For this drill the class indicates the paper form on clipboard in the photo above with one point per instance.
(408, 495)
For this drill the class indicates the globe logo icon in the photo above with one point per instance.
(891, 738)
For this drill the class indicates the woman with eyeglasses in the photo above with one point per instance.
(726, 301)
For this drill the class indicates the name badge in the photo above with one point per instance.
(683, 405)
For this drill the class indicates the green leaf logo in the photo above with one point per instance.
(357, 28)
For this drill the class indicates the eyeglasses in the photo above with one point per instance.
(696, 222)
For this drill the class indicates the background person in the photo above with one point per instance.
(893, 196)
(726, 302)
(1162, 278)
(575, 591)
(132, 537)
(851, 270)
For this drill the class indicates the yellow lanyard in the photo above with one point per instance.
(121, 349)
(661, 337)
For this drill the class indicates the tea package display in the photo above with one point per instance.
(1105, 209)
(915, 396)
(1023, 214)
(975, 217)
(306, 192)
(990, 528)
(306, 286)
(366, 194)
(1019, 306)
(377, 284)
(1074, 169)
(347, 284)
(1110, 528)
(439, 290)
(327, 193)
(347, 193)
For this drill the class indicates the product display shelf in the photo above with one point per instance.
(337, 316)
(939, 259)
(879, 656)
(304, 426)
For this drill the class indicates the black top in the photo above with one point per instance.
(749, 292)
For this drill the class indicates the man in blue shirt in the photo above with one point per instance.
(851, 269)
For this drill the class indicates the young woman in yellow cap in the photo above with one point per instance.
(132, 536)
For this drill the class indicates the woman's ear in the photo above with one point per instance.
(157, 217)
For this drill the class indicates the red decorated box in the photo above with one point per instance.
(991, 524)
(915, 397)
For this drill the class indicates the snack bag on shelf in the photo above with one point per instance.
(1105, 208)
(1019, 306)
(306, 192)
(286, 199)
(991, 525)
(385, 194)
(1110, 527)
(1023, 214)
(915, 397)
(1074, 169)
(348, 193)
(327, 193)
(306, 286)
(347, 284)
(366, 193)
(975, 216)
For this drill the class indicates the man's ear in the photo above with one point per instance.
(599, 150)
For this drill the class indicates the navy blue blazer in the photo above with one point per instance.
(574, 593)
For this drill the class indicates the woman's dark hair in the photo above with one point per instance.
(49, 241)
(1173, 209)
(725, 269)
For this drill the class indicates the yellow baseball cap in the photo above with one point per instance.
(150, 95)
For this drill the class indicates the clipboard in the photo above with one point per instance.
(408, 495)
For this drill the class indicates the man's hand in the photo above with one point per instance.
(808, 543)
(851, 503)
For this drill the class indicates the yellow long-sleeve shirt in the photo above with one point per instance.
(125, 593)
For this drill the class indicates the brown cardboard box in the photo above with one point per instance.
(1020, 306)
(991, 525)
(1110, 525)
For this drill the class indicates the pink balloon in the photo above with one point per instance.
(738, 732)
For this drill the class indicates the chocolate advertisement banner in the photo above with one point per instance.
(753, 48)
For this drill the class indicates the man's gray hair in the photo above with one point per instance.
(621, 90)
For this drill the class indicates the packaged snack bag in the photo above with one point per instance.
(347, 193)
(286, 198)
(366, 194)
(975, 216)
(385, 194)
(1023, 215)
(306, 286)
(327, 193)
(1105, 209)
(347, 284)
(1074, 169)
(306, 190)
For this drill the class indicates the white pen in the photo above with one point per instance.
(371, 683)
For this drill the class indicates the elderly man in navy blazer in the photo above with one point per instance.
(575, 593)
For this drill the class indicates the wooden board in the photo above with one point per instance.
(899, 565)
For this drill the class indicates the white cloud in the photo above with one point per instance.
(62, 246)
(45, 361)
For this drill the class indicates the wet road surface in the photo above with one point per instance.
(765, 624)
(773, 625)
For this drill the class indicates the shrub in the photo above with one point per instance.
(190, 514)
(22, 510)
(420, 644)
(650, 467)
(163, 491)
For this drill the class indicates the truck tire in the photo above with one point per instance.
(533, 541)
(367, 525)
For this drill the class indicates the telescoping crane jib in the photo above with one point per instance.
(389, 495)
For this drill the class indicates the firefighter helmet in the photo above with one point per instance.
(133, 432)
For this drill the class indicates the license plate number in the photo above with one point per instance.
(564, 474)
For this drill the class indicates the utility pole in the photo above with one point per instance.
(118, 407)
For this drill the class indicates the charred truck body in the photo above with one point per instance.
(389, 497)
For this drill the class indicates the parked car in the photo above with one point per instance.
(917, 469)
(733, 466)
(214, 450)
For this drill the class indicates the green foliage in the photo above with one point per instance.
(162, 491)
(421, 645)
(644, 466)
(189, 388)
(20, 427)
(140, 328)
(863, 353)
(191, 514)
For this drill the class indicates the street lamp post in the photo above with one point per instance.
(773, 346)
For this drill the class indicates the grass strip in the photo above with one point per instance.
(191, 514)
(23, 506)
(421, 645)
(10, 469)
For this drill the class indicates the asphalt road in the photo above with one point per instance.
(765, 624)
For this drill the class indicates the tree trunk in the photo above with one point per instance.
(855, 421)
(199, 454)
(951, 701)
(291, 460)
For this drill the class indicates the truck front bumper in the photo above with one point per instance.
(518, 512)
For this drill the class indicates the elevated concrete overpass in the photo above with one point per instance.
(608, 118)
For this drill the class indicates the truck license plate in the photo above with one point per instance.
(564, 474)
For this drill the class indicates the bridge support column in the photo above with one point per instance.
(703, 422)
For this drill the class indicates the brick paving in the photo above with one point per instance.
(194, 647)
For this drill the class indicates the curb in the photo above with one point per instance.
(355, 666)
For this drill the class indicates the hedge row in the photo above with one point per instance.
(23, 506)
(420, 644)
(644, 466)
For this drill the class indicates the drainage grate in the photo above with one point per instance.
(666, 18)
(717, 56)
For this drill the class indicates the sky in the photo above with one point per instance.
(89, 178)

* _DO THIS_: Return every line of the material exactly.

* _SOLUTION_:
For this drill the class indicates the paper form on clipboard in the photo above with one point per instance.
(408, 495)
For this drill the class indicates the globe logo icon in the photo above with one point per instance.
(891, 738)
For this drill the class indicates the woman with eyeglasses in the photo above with one point per instance.
(726, 301)
For this drill the class indicates the name badge in the photo above with one point per instance.
(683, 405)
For this drill the class indicates the green leaf logo in the photo above with one point per instance.
(357, 28)
For this drill the class indicates the eyeglasses in the photo above with one point per instance.
(696, 222)
For this drill the class indicates the background person in the photo above with one point per instance.
(893, 196)
(726, 302)
(1162, 278)
(575, 591)
(132, 537)
(851, 270)
For this drill the class indicates the yellow lanyard in the photo above with one point per instance.
(121, 349)
(661, 337)
For this drill the class indicates the tea package display in the photo above with one point per instance.
(1105, 209)
(915, 396)
(1023, 214)
(975, 217)
(306, 192)
(990, 528)
(306, 286)
(366, 194)
(1019, 306)
(377, 284)
(1074, 169)
(347, 284)
(1110, 528)
(439, 290)
(327, 193)
(347, 193)
For this drill the class indicates the product display shelf in the photo above with one point per instance.
(337, 316)
(939, 259)
(879, 656)
(304, 426)
For this drill the class indicates the black top in the photo above with one point per instance.
(749, 292)
For this drill the class indicates the man in blue shirt in the photo above with one point per instance.
(851, 269)
For this drill the class indicates the young woman in yellow cap in the photo above with one point per instance.
(132, 536)
For this drill the class indicates the woman's ear in the photo above with one point per instance.
(157, 217)
For this drill the class indicates the red decorated box in the photo above with one point per instance.
(991, 524)
(915, 397)
For this drill the class indicates the snack bag on shelf in the photo above with one point per instance.
(1105, 208)
(1019, 306)
(306, 192)
(286, 199)
(991, 525)
(385, 194)
(1110, 527)
(1023, 214)
(915, 397)
(1074, 169)
(348, 193)
(327, 193)
(306, 286)
(347, 284)
(366, 193)
(975, 216)
For this drill the class indicates the man's ear in the photo above with one point per instance.
(599, 150)
For this drill the class indicates the navy blue blazer in the photo above with one point per instance.
(574, 593)
For this drill the class indicates the woman's dark hair in the photo above with one point per instance.
(49, 241)
(1173, 209)
(725, 269)
For this drill the class indicates the yellow baseball cap in the photo above with one point per instance.
(150, 95)
For this drill the class indicates the clipboard in the photo above with one point per instance.
(408, 495)
For this drill the class indicates the man's hand in the photo above with one point per instance.
(808, 543)
(851, 503)
For this drill the class indicates the yellow long-sleeve shirt in the photo above with one point per instance.
(125, 593)
For this drill the class indicates the brown cardboard box in the photo above with one point per instance.
(1020, 306)
(991, 525)
(1110, 525)
For this drill the class indicates the pink balloon in the photo above with one point per instance.
(738, 732)
For this drill the class indicates the chocolate advertisement banner in the photo above with one point per instance.
(753, 48)
For this drill the class indicates the man's gray hair in the photo above with one point per instance.
(621, 90)
For this drill the class indicates the packaged snack bag in the photo above with one point per instance.
(347, 193)
(286, 198)
(366, 194)
(975, 216)
(385, 194)
(1023, 215)
(306, 286)
(327, 193)
(1105, 209)
(347, 284)
(1074, 169)
(306, 190)
For this drill the class indicates the white pen in the photo above with one point per instance.
(371, 683)
For this drill the class indicates the elderly man in navy blazer in the photo above with one point per instance.
(575, 593)
For this drill the class indicates the wooden board in the photo above with one point per instance.
(899, 565)
For this drill the class indicates the white cloud in the photo above with one point per instance.
(62, 246)
(45, 361)
For this drill the class indicates the wet road surface in the photo above with one point per instance.
(765, 624)
(773, 625)
For this drill the class indicates the shrub in the photo above with one point per instance.
(190, 514)
(22, 510)
(420, 644)
(650, 467)
(163, 491)
For this drill the class indicates the truck tire in the photo above with one point per instance.
(533, 541)
(367, 525)
For this drill the class indicates the telescoping crane jib in the photo above with one point per instance.
(389, 495)
For this drill the class indicates the firefighter helmet in the photo above with one point per instance.
(133, 432)
For this drill the class indicates the license plate number in the photo above with one point per instance.
(564, 474)
For this drill the class indicates the utility pole in the photo above with one point per instance.
(118, 407)
For this drill the class indicates the charred truck body in the photo above with one point per instance.
(389, 497)
For this drill the class indicates the parked car in the photo above with one point per instance.
(917, 469)
(733, 466)
(214, 450)
For this drill the class indicates the green foliage in the photo above with one point per instance.
(162, 491)
(421, 645)
(644, 466)
(189, 388)
(20, 427)
(140, 328)
(863, 353)
(191, 514)
For this drill the class indicates the street lamp post in the photo above with one point per instance.
(773, 346)
For this drill the class indicates the grass strip in the photo above with one point per instance.
(191, 514)
(23, 506)
(421, 645)
(10, 469)
For this drill the class indicates the asphalt road in the photo above with one point per instance.
(765, 624)
For this drill the class indicates the tree trunk in the photo above with one point per instance.
(855, 421)
(199, 454)
(951, 701)
(291, 460)
For this drill the class indicates the truck front bumper in the photo above with one point per instance.
(518, 512)
For this drill the class indicates the elevated concrete overpass in the photo above with one point per instance.
(608, 118)
For this drill the class indicates the truck license plate in the photo above with one point per instance.
(564, 474)
For this drill the class indicates the bridge support column in the photo above with one point per instance.
(703, 422)
For this drill the class indicates the brick paving in the photo above with one point per instance.
(194, 647)
For this drill the class indicates the curb in the photo above with one point per instance.
(355, 666)
For this drill the class indicates the hedge row in the photo above with one point per instance.
(23, 506)
(420, 644)
(644, 466)
For this drill the class indicates the drainage grate in the photo above with one point per instance.
(666, 18)
(717, 56)
For this drill the class indicates the sky in the photo above with one point per instance.
(89, 178)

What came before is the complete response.